Skip the pictures. Copy all the rest of the records down exactly.

--- Extracted information ---

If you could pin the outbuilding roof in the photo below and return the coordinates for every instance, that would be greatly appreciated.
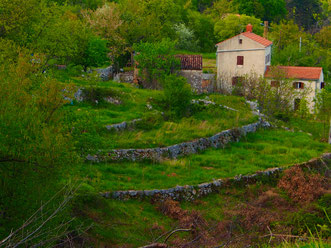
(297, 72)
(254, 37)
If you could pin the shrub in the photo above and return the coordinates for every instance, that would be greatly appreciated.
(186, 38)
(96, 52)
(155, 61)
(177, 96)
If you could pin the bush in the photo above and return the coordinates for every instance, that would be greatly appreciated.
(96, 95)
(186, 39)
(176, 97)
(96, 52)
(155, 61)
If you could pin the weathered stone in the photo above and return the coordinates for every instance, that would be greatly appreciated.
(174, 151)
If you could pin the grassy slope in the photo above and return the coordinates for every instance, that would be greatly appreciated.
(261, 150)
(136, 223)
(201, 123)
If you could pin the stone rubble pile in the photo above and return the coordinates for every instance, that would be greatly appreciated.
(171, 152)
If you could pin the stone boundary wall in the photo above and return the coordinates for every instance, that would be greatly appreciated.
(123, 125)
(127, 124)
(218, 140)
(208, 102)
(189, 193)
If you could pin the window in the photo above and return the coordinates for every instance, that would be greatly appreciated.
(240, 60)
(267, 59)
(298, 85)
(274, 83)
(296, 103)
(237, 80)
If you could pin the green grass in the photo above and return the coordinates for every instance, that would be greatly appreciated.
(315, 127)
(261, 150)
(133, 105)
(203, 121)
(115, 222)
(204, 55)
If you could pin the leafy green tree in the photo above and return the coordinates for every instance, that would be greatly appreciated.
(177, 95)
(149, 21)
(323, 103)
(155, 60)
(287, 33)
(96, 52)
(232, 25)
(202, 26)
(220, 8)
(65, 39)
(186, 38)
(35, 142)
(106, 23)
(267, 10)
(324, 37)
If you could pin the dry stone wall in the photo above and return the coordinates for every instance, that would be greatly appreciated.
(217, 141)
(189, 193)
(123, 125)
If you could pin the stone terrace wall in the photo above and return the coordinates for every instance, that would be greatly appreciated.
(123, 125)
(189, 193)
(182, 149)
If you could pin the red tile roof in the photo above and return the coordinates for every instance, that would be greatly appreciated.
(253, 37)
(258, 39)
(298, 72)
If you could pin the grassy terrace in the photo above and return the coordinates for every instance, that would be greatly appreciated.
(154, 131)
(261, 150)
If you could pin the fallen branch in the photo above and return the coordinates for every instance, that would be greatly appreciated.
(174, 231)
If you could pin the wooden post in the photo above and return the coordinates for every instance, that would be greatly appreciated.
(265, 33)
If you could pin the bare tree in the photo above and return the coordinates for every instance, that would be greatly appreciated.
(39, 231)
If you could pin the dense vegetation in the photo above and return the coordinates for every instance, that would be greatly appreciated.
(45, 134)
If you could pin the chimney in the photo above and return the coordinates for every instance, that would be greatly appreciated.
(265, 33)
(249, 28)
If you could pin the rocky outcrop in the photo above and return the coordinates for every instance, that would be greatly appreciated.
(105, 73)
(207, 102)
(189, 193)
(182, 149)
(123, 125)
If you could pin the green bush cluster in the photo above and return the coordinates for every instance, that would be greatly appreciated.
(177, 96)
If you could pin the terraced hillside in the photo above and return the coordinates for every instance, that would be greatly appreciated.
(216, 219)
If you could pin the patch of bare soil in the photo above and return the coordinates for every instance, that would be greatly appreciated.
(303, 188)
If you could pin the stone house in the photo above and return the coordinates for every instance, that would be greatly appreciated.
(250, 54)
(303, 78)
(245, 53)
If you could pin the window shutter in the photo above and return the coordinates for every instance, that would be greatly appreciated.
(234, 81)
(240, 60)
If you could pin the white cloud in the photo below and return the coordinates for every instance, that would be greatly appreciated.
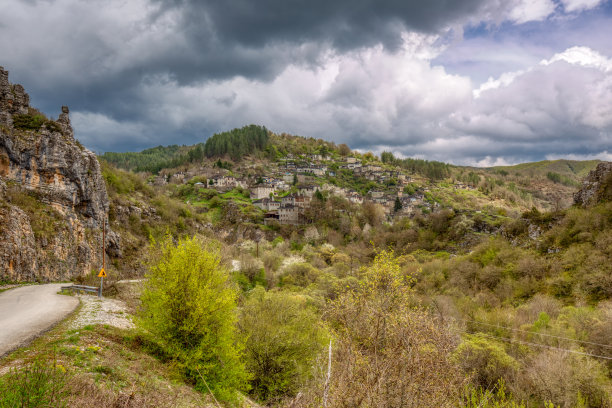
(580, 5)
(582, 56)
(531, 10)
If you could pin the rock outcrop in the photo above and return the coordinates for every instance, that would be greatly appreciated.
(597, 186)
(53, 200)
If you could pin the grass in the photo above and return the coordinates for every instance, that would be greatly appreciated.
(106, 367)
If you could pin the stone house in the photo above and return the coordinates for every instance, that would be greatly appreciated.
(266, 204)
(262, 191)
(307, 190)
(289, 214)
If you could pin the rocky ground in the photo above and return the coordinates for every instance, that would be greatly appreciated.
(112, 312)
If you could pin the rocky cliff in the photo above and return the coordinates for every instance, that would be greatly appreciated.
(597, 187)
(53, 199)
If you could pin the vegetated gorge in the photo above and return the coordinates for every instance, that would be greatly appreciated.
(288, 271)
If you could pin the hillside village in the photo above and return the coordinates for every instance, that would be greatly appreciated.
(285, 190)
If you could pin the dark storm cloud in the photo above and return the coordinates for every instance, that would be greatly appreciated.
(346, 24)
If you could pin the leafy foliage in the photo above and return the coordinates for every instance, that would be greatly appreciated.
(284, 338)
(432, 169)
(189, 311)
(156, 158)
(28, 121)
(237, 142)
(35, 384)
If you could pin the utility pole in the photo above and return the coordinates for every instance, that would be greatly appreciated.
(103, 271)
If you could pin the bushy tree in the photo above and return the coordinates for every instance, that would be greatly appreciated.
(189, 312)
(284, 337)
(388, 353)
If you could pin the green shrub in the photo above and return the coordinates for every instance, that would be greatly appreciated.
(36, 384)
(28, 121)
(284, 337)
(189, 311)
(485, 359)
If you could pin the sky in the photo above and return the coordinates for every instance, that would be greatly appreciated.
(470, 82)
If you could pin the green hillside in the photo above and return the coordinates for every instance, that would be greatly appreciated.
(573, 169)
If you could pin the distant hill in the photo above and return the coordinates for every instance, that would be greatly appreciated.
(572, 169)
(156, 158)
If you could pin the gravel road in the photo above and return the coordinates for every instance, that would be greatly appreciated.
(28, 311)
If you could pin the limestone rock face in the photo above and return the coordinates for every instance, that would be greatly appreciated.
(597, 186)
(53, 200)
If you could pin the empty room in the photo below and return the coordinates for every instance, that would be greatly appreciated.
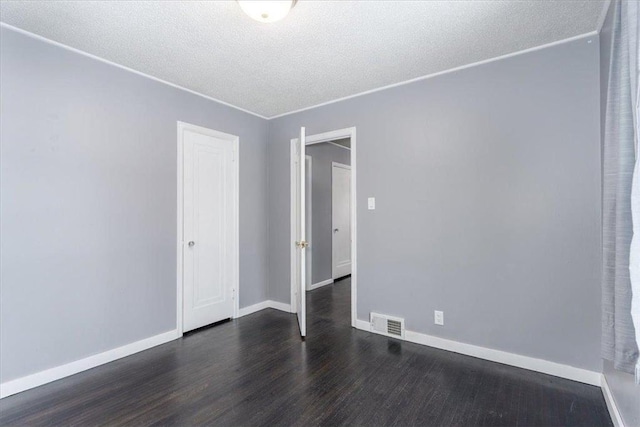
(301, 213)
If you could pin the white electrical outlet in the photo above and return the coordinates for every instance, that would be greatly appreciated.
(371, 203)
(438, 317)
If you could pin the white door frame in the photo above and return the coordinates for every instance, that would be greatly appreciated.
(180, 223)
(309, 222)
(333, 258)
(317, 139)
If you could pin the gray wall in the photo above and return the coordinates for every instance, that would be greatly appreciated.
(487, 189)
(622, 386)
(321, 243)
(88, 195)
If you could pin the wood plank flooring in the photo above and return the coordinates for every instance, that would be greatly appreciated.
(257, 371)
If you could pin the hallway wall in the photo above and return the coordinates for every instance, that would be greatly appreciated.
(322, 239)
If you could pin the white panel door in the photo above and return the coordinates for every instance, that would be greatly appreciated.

---

[Exercise solution]
If you could pin the outbuilding roof in the photo below and return the coordinates for every instance, that would be greatly appreciated.
(297, 72)
(254, 37)
If you could pin the shrub in the photo above and return the coordinates for every instance, that would be greatly appreciated.
(186, 38)
(96, 52)
(155, 61)
(177, 96)
If you could pin the bush in the photo above and return the coordinates for every instance, that would be greatly appreciated.
(96, 95)
(186, 39)
(176, 97)
(96, 52)
(155, 61)
If you could pin the weathered stone in the photo above and return the coordinates for every instance, that would be greatly appreciated.
(174, 151)
If you could pin the grassy slope in the photo above and return the coordinates for every instance, that would be greatly appreciated.
(261, 150)
(136, 223)
(201, 123)
If you could pin the stone rubble pile in the photo above and return the coordinates for every instance, that would be greatly appreciated.
(171, 152)
If you could pin the stone boundary wall in the photo above and return the coordinates for every instance, that would be greatly appreciated.
(123, 125)
(127, 124)
(218, 140)
(208, 102)
(189, 193)
If you could pin the window in the photo above and return the coordinates for every instance, that would be greatly appreciated.
(240, 60)
(267, 59)
(298, 85)
(274, 83)
(296, 103)
(237, 80)
If you could pin the green grass in the photo above and return the coordinates for every instance, that would be greatly appreciated.
(315, 127)
(261, 150)
(133, 105)
(203, 121)
(115, 222)
(204, 55)
If you could pin the leafy green tree in the photo above and return the coordinates for every instance, that would be greatly appreciated.
(177, 95)
(149, 21)
(323, 103)
(155, 60)
(287, 33)
(96, 52)
(232, 25)
(202, 26)
(220, 8)
(65, 39)
(186, 38)
(35, 142)
(106, 23)
(267, 10)
(324, 37)
If you could pin the dry stone wall in the photo above and return the coordinates for every instance, that would be greatly appreciated.
(217, 141)
(189, 193)
(123, 125)
If you could pin the stone terrace wall in the photo above and return the coordinates for every instance, that would be greatly appreciated.
(123, 125)
(189, 193)
(182, 149)
If you could pin the red tile roof in the photo above and return the coordinates for every instance, that would be greatly appreciated.
(253, 37)
(258, 39)
(298, 72)
If you could pin the grassy terrace in the photo above and return the coordinates for every instance, that would be greatly appreciated.
(154, 131)
(261, 150)
If you could pin the fallen branch in the photo above and return the coordinates for every instance, that would be greatly appreciated.
(174, 231)
If you could pin the wooden post in the photo above and return the coordinates for every instance, that would be greatly appreciated.
(265, 33)
If you could pin the bare tree in the photo above and return the coordinates for every instance, that would be greatly appreciated.
(39, 231)
If you could pin the dense vegetation in the photo above and return the coordinates for every instance, that would be greatly appreciated.
(45, 134)
If you could pin the chimney in the photo above and return the coordinates for every instance, that would be greatly appreciated.
(265, 33)
(249, 28)
If you could pin the rocky outcrop in the photo above and return the coordinates for every instance, that would be greatly appreciated.
(105, 73)
(207, 102)
(189, 193)
(182, 149)
(123, 125)
If you could pin the green bush cluster in the photo above and return the coordinates for every instance, that would be greatly appreciated.
(177, 96)
If you could pin the terraced hillside in the photo above and return the coordinates for every instance, that would be greatly appreciated.
(216, 219)
If you could pin the patch of bare soil in the photo above and return the coordinates for every instance, that would be greatly appreciated.
(303, 188)
If you could pin the stone house in the photo above and return the coordinates for every instance, that would be greatly appreciated.
(250, 54)
(303, 78)
(245, 53)
If you could pin the window shutter in the photo above and return the coordinates for every instance, that would be greatly appreciated.
(234, 81)
(240, 60)
If you could pin the white cloud in the photo below and return the coordinates for every instance, that would be greatly appreciated.
(580, 5)
(582, 56)
(531, 10)
If you could pin the rock outcrop in the photo above and return the coordinates for every instance, that would be greatly appreciated.
(597, 186)
(53, 200)
If you could pin the grass in the photo above and return the coordinates for every instance, that would be greatly appreciated.
(106, 367)
If you could pin the stone house in the photo above and return the coordinates for every instance, that would be greatly appreciated.
(266, 204)
(262, 191)
(307, 190)
(289, 214)
If you could pin the rocky ground in the photo above and return the coordinates for every instance, that would be greatly appreciated.
(112, 312)
If you could pin the rocky cliff in the photo above and return the coordinates for every instance, that would be greatly appreciated.
(597, 187)
(53, 199)
If you could pin the vegetated gorge in the photo above and return the coordinates for every instance, that would be greatly appreciated.
(288, 271)
If you could pin the hillside village in the photo above and return the coordinates for every instance, that would be greatly appreciated.
(285, 190)
If you could pin the dark storm cloud in the photo above and return the coordinates for every instance, that would be greatly appreciated.
(346, 24)
If you could pin the leafy foliage in the photo above and return the coordinates for every instance, that would be greatly appreciated.
(284, 338)
(432, 169)
(189, 311)
(156, 158)
(28, 121)
(237, 142)
(35, 384)
If you could pin the utility pole in the photo above and return the coordinates for every instance, that would be greatly appreciated.
(103, 271)
If you could pin the bushy tree in the photo above and return the coordinates for every instance, that would be greatly appreciated.
(189, 312)
(284, 337)
(388, 353)
If you could pin the green shrub in the photo above and return the coordinates for every instance, that would be greatly appreciated.
(36, 384)
(28, 121)
(284, 337)
(189, 311)
(485, 359)
If you could pin the sky in the photo above and return the coordinates for every instance, that would be greatly appreciated.
(470, 82)
If you could pin the green hillside in the photo above and return the coordinates for every instance, that would be greatly appreciated.
(573, 169)
If you could pin the distant hill in the photo above and return the coordinates for every instance, that would be greatly appreciated.
(572, 169)
(156, 158)
If you could pin the gravel road in the photo above and return the coordinates for every instance, that would be greatly appreciated.
(28, 311)
If you could pin the limestone rock face in the photo above and return the coordinates for every instance, that would be greatly appreciated.
(597, 186)
(53, 200)
If you could pin the empty room in the photo below and return the coordinates for every instance, that would be greatly appreciated.
(301, 213)
If you could pin the white electrical outlet in the photo above and return the coordinates for every instance, that would be greatly appreciated.
(371, 203)
(438, 317)
If you could pin the white door frame in the photo above and return the coordinates for every instance, that would be greatly appreciated.
(180, 223)
(309, 222)
(333, 258)
(317, 139)
If you could pin the gray wall in the photo above and return the coordinates for every instance, that would be greatly appreciated.
(487, 189)
(622, 386)
(321, 243)
(88, 195)
If you could pin the wood plank flooring in the photo above and return the coordinates for every instance, that would be greatly appreciated.
(257, 371)
If you could pin the hallway wall in the photo above and return the coordinates for every instance, that would be greatly appreciated.
(322, 239)
If you could pin the white panel door in the photo above and return the coordinates for every instance, that would be greatly appreciated.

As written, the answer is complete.